-- Materials provided --

********

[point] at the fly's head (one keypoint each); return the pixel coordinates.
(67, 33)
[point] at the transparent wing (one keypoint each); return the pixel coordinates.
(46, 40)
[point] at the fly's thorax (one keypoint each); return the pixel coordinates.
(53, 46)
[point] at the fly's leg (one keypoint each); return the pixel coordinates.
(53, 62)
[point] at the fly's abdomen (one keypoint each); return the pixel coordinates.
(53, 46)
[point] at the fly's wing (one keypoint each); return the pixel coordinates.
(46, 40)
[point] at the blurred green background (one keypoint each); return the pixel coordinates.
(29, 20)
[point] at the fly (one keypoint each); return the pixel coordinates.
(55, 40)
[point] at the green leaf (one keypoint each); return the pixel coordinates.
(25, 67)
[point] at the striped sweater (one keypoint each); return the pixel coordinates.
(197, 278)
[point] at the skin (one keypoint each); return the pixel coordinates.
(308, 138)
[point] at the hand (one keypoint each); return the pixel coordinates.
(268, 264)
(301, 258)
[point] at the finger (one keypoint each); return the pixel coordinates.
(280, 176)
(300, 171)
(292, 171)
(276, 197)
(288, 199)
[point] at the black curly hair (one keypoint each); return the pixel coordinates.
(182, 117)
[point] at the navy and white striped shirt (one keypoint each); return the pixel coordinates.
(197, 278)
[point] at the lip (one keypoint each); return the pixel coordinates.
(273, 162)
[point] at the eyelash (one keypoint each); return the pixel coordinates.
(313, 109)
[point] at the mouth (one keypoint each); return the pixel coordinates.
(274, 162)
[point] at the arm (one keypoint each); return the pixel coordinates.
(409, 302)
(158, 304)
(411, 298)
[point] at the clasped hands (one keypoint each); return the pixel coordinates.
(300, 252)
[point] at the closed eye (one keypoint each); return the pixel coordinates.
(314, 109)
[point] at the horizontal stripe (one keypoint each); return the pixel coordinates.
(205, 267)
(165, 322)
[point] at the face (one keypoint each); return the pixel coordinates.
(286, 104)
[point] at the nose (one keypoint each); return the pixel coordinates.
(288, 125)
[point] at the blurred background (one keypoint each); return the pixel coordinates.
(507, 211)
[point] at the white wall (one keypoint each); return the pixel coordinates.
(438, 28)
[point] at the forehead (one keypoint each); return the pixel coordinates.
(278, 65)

********

-- The task --
Only a verbatim transcription of the lines from the one containing "[point] at the blurred background" through the last line of the records counts as the answer.

-- Task response --
[point] at the blurred background (one keypoint each); return the pixel coordinates.
(507, 211)
[point] at the white wall (one keypoint each); return the pixel coordinates.
(438, 28)
[point] at the forehead (one keypoint each); return the pixel coordinates.
(278, 65)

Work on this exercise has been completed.